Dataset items
___
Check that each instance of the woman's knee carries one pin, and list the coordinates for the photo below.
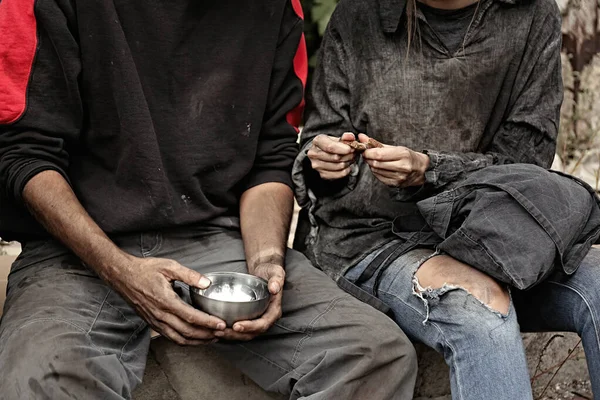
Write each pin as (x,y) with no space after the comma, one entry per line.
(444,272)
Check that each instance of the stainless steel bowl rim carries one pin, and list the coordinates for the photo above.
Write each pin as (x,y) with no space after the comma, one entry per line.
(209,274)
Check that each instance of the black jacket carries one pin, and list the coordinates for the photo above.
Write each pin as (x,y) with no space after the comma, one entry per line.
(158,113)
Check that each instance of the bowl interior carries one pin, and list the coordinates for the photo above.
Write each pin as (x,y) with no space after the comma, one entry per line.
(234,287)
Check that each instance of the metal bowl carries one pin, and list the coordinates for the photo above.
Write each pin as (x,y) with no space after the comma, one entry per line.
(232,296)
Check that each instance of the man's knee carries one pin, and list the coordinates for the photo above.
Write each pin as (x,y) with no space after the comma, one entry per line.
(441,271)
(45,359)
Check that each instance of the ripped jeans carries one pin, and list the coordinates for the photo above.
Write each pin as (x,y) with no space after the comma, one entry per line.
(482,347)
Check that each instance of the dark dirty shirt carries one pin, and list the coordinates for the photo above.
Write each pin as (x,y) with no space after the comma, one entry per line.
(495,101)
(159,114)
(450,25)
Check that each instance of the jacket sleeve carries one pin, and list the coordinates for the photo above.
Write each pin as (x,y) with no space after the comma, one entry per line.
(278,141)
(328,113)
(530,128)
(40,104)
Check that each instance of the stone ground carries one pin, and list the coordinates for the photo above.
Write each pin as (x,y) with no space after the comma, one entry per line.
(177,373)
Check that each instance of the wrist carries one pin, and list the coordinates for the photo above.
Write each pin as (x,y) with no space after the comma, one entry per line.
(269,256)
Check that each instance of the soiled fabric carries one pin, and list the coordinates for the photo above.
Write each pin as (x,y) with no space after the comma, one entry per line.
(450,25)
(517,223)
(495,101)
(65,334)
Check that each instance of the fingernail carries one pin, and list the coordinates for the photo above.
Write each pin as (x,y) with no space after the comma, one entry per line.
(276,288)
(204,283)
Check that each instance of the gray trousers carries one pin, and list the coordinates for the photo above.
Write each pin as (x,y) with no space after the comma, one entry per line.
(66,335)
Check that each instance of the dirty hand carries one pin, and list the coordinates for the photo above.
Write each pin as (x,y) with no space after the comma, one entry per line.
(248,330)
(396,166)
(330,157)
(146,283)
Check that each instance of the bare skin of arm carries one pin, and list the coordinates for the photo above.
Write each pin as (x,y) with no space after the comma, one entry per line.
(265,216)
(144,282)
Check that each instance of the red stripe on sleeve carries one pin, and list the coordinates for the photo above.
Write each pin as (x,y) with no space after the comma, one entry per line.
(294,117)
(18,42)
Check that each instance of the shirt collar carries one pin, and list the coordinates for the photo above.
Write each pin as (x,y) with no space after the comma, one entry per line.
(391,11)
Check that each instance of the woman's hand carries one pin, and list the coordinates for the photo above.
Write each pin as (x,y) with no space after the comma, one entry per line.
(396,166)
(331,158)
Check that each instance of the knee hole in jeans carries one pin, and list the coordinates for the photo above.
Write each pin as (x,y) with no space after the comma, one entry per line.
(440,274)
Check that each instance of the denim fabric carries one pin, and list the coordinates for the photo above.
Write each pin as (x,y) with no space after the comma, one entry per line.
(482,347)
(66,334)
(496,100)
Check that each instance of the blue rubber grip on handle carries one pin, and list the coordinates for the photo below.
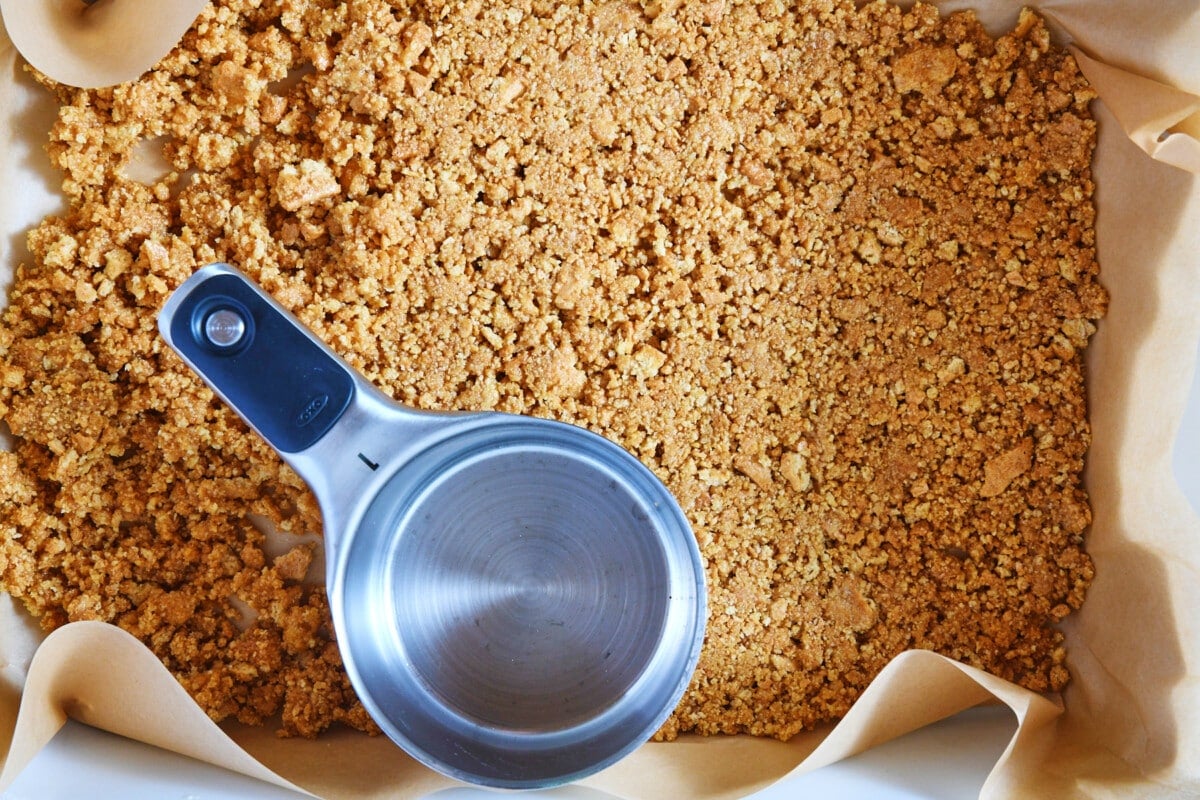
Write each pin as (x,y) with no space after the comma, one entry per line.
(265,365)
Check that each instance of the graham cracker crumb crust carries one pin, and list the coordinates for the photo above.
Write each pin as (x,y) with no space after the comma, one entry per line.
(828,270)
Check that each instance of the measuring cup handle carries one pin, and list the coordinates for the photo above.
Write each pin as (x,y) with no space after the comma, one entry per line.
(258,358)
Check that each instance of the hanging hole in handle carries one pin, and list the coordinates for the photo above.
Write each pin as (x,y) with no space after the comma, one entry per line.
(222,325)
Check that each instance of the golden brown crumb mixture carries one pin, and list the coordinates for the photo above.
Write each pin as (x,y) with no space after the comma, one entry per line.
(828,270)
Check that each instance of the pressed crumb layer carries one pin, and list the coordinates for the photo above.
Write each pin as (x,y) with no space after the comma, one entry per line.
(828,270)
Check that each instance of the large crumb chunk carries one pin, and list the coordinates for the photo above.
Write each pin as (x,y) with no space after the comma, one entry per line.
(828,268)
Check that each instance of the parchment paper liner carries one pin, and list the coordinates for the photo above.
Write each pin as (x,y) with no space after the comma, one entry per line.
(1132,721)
___
# [Work order]
Please return all lines above in which the string "jacket" is found.

# [Response]
Check that each instance of the black jacket carries one pin, and list the coordinates for the photo above.
Check that each instance of the jacket sleeve carries one pin, and list the coordinates for the photo above.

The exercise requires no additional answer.